▶ [Exercise details]
Output the material below in its entirety, exactly as given.
## start Data lines
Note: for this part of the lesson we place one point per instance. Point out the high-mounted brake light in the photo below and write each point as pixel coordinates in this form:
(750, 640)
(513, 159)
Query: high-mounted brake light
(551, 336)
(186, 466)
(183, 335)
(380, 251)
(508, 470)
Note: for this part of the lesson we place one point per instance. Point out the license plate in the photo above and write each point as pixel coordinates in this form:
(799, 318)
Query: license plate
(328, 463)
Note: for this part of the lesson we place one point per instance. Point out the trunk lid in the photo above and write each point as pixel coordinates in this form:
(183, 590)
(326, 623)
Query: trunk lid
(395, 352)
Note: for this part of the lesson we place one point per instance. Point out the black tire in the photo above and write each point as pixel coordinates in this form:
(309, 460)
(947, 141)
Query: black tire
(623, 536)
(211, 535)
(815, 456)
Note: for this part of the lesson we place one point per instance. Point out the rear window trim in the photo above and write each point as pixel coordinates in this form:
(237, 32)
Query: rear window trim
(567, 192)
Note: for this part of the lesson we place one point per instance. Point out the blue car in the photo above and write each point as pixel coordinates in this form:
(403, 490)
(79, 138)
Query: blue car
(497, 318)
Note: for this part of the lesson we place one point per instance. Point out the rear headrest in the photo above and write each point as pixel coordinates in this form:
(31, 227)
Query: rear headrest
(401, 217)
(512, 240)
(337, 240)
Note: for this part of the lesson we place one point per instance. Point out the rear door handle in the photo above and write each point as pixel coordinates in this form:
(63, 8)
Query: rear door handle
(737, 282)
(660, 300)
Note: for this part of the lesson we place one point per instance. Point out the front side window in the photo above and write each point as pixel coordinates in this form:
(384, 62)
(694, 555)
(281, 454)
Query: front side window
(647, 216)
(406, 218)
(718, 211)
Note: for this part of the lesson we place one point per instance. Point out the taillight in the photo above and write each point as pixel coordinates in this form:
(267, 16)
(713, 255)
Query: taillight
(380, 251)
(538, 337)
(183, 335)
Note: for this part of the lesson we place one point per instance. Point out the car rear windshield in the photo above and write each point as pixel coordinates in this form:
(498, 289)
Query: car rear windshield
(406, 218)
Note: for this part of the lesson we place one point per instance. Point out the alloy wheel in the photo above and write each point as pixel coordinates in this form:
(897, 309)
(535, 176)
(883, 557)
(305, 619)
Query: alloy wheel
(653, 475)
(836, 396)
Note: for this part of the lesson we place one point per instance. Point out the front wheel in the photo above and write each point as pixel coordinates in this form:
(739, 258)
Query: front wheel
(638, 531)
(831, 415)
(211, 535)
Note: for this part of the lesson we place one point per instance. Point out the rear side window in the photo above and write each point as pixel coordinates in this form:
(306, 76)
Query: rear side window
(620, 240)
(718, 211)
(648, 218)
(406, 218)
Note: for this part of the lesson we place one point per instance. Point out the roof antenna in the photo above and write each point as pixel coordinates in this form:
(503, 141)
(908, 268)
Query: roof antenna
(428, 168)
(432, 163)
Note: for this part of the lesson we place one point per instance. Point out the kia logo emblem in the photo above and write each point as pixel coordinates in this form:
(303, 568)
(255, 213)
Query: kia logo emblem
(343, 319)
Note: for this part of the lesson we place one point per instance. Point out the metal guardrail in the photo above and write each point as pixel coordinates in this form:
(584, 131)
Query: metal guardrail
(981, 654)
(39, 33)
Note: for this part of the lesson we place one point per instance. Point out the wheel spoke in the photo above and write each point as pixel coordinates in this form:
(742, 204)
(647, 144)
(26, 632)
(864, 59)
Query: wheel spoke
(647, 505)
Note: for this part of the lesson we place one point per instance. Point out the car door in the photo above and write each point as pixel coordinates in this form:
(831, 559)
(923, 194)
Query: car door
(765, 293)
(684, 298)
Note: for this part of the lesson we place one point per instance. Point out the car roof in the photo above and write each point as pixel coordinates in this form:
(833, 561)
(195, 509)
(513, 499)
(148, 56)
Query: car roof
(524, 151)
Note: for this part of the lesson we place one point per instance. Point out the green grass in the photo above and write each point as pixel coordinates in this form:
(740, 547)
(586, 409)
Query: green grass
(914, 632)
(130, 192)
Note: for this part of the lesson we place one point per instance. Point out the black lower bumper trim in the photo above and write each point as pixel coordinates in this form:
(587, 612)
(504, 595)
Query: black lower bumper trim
## end Data lines
▶ [Output for this task]
Note: for this part of the lesson we place one point per instance. Point out the high-mounted brake light in the photo below and write each point as pixel coordinates in this form:
(750, 640)
(513, 159)
Query: high-mounted brake light
(551, 336)
(186, 466)
(183, 335)
(380, 251)
(508, 470)
Note: for this part of the lesson we place one point per instance. Point out the license plate in the photo above and write each point as pixel coordinates in this form:
(799, 318)
Query: license plate
(328, 463)
Note: for this part of the lesson we place one point per instance. Point out the trunk lid in the photo above and write each point as pixel coordinates in this form:
(183, 590)
(326, 623)
Query: trunk lid
(395, 352)
Note: for this part of the lesson we place one point per instance. Point out the black tire in the photo above and write each point as pixel coordinates in this form:
(309, 460)
(947, 141)
Query: black tire
(623, 536)
(211, 535)
(815, 456)
Note: for this part of the lesson we place one point per instance. Point out the rear window trim in the photo above and write each point as pixel coordinates in this form:
(237, 32)
Query: rear window trim
(567, 192)
Note: for this part of the lesson we place one point per instance. Point out the blue car in the photo above and write each point as pixel coordinates in this form:
(403, 490)
(79, 138)
Query: blue car
(497, 318)
Note: for this part of the lesson we place one point per instance. Point out the rear headrest in the photo above and write each point as pixel coordinates in this form:
(31, 227)
Query: rear headrest
(401, 217)
(512, 240)
(337, 240)
Note: for this part of the lesson we place one point per instance. Point out the rear door handle in the photo above and write each point as pixel coordinates in this form:
(63, 8)
Query: rear door handle
(737, 282)
(660, 300)
Note: for this part of the lesson we place one point per instance. Point out the front side window in the photo above and write each point as pixel coordinates in this form:
(384, 62)
(694, 555)
(281, 454)
Query: front side window
(647, 216)
(406, 218)
(718, 211)
Note: for this part of the lesson we place one point per instance. Point out the taillight in the photo above and write each point as pixel coordinates in this form:
(267, 16)
(713, 255)
Query: taillight
(380, 251)
(538, 337)
(183, 335)
Note: for this part of the lesson we place one point per instance. Point out the car rear windshield in the photo above and write each point as pixel coordinates in this form:
(498, 289)
Query: car rear windshield
(406, 218)
Note: for this part of the lesson we place one point per instance. Point out the alloy wheel in the photo above and write each point as pixel coordinates in this form:
(897, 309)
(535, 176)
(883, 557)
(305, 619)
Query: alloy wheel
(653, 475)
(836, 396)
Note: for this part of the lesson we place one point per instance. Point out the front wheel in the photo above and write each point as pixel coordinates in this form:
(739, 258)
Query: front wheel
(638, 531)
(831, 415)
(211, 535)
Note: for this part of the lesson we place one point per instance. Point out the rear side window in the photo above and write each point as pixel coordinates in this form:
(306, 76)
Query: rear side window
(620, 240)
(718, 211)
(648, 218)
(406, 218)
Note: for this part of the lesson we place one point per instance. Point out the roof antenna in the photo above and write each point as pixel coordinates in this form:
(503, 141)
(908, 268)
Query: roof antenna
(428, 168)
(432, 163)
Note: for this part of the lesson we place one point per instance. Point out the kia logo emblem in the photo above and write each point as pixel coordinates in this form:
(303, 568)
(255, 213)
Query: kia logo emblem
(343, 319)
Note: for this part of the lesson we place one point per instance. Point out the metal guardrail in the photo above and write each point as pixel coordinates in this form:
(584, 131)
Query: metal guardrail
(981, 654)
(39, 33)
Note: for this part of the lesson we place one point per instance. Point out the wheel spoke in the photo above and write each point as pixel coordinates in this form:
(742, 204)
(647, 144)
(26, 632)
(864, 59)
Query: wheel spoke
(647, 505)
Note: for this part of the lesson we place one point per instance. Point out the car door in the photo above and write each point as pixel coordinates in this form:
(831, 559)
(923, 194)
Query: car door
(765, 293)
(684, 298)
Note: for this part of the lesson we place one point per instance. Point out the car roof in the photo above and write each point as pixel coordinates in this form:
(833, 561)
(195, 509)
(513, 499)
(148, 56)
Query: car roof
(524, 151)
Note: for this part of the lesson we place one point per instance. Point out the green grass in the photo above and write each point as pixel coordinates in this form:
(740, 547)
(586, 409)
Query: green grass
(914, 632)
(130, 192)
Note: for this part of the lesson we place one point per instance. Point out the black lower bumper trim in the photo above and write each point as pixel coordinates in this form:
(587, 612)
(504, 595)
Query: black lower bumper trim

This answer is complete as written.